INPUT RECORDS -
+---+

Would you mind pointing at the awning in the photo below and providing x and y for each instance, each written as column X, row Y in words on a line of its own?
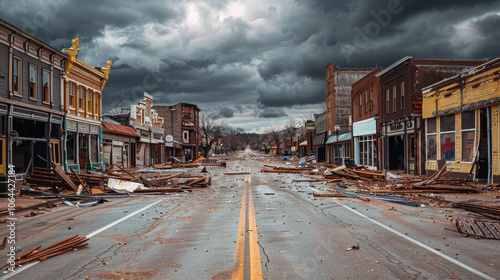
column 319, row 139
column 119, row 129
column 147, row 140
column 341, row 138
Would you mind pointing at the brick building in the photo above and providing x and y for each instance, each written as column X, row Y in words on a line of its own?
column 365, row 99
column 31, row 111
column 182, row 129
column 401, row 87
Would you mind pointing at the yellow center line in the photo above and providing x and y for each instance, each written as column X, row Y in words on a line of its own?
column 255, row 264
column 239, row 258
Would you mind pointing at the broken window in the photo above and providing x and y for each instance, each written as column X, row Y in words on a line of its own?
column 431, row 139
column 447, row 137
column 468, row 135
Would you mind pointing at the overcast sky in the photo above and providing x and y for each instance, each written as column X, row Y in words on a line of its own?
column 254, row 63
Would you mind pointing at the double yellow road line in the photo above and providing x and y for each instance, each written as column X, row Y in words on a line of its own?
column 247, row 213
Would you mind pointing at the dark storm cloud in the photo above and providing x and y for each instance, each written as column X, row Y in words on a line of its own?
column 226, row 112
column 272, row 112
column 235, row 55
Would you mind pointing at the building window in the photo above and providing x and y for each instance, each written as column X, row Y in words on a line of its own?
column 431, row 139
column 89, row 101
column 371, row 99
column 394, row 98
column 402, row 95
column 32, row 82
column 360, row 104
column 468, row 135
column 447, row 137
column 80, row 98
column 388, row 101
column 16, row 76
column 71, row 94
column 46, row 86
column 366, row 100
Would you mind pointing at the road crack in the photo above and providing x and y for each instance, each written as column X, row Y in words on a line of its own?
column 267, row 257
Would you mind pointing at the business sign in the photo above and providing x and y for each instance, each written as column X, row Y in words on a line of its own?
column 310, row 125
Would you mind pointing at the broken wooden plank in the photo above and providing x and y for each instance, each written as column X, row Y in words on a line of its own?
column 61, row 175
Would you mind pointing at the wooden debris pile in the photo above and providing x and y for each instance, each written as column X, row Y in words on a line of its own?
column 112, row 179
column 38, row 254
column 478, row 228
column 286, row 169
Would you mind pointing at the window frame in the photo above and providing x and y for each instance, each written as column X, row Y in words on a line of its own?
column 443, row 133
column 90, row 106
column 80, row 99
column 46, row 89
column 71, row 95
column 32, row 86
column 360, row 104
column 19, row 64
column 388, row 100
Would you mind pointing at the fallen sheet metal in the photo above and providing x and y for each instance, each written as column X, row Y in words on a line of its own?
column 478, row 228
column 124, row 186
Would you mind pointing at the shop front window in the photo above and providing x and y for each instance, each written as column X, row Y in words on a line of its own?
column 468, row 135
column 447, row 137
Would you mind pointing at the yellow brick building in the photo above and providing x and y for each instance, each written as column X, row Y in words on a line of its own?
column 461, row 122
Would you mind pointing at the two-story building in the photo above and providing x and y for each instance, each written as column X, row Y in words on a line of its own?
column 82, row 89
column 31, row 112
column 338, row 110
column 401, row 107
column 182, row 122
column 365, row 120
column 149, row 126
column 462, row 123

+---+

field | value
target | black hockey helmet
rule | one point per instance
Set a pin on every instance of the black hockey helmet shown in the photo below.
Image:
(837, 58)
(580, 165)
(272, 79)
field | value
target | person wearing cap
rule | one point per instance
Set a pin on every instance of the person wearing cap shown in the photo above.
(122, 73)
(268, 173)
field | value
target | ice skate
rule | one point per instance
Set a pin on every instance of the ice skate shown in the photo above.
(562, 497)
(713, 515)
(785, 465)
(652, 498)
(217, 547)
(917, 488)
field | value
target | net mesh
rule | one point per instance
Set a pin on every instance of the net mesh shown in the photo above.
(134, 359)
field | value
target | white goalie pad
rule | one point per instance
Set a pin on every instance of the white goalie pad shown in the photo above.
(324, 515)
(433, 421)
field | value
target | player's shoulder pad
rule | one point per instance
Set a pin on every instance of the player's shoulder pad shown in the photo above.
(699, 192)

+---+

TASK GOAL -
How many lines in the listing contain "helmet"? Answer with the number alone.

SOLUTION BELOW -
2